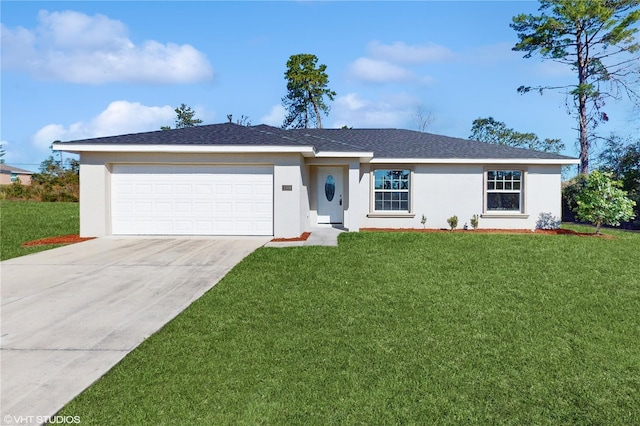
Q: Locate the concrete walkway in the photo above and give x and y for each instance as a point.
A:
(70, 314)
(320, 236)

◇ ◇ ◇ ◇ ◇ ◇ ◇

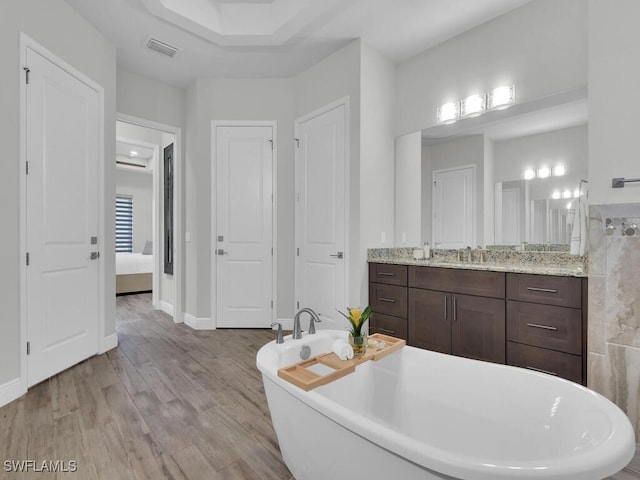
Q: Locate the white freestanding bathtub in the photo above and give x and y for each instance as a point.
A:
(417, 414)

◇ ◇ ◇ ◇ ◇ ◇ ◇

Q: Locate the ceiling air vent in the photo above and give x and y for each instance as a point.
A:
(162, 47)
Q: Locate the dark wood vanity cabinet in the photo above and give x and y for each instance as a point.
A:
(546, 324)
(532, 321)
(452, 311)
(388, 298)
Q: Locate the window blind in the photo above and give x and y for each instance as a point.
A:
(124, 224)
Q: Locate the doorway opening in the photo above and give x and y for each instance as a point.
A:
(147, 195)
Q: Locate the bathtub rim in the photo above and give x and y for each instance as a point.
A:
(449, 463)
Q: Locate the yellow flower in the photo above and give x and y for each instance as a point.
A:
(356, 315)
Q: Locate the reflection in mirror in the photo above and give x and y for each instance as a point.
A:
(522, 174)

◇ ◇ ◇ ◇ ◇ ◇ ◇

Assignment: Show each line of the material above where "instance" occurs.

Response area:
Q: Locate the concrete walkway in the photo above and give x and y for each instance as a point.
Q: Locate the white freestanding bathtub in the photo above and give x and y for each instance as a point.
Q: Locate the ceiling air vent in the photo above and give x and y for each instance as a point.
Q: Locate the dark wood vanity cabinet in the photo above and give x and y for each instance as a point.
Q: Locate the window blind in the photo above and give x and y for each instance as a point.
Q: Locate the doorway opening in the photo above and give x and y for each instance as a point.
Q: Locate the bathtub rim in the photo above and give x and y for each instance as a point.
Q: Locate the yellow flower in the photo above and give x and y for each instance as a point.
Q: Locate the reflection in mirror in the photo above and give x and y for each instance as a point.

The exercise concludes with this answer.